• [Records supplied]:
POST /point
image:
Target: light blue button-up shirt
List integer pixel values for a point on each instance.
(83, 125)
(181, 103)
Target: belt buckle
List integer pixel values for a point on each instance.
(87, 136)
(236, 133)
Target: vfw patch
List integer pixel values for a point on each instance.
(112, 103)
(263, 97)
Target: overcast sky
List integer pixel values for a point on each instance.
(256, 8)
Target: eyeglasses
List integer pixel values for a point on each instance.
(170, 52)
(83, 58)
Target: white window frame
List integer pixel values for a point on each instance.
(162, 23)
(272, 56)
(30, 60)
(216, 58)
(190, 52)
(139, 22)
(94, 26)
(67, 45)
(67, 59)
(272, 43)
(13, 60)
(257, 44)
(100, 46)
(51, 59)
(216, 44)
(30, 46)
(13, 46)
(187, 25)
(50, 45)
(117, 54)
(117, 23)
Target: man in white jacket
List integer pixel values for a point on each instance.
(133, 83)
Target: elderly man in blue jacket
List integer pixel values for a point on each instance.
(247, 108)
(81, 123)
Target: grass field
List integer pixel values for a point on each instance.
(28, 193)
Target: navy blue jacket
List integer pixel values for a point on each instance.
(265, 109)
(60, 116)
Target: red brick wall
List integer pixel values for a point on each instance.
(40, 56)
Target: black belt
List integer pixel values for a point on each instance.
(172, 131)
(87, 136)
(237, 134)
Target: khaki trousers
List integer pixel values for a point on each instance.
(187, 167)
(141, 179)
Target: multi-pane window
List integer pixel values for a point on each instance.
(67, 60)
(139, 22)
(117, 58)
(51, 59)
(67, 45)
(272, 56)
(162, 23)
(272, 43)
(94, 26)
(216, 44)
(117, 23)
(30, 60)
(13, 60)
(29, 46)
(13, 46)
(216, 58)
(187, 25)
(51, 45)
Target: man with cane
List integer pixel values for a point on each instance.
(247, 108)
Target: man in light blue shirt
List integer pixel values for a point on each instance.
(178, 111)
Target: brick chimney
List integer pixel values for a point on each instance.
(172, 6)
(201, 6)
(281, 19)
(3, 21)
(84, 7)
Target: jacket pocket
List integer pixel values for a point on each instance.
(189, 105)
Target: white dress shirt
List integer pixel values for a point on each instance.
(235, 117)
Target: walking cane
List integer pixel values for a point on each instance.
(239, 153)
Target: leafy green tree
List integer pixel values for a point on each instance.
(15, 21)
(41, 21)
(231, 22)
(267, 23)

• [Work instructions]: With both ends included, please retype exactly the lines from the line containing "Target: man in light blue shirt" to the final line of the data.

• [Reply]:
Target: man in light blue shirt
List integer pixel values for a point on each instance.
(178, 111)
Target: brick chimney
List integer pixel values for a point on each instance.
(172, 6)
(201, 6)
(281, 19)
(3, 21)
(84, 7)
Target: jacket pocket
List integer pixel values for a point on each instance.
(189, 105)
Target: white dress shirt
List integer pixel values for a point on each instance.
(235, 117)
Target: walking cane
List integer pixel values for a point on each instance.
(239, 153)
Target: leafy green tree
List integer pixel values for a point on each instance.
(15, 21)
(41, 21)
(231, 22)
(267, 23)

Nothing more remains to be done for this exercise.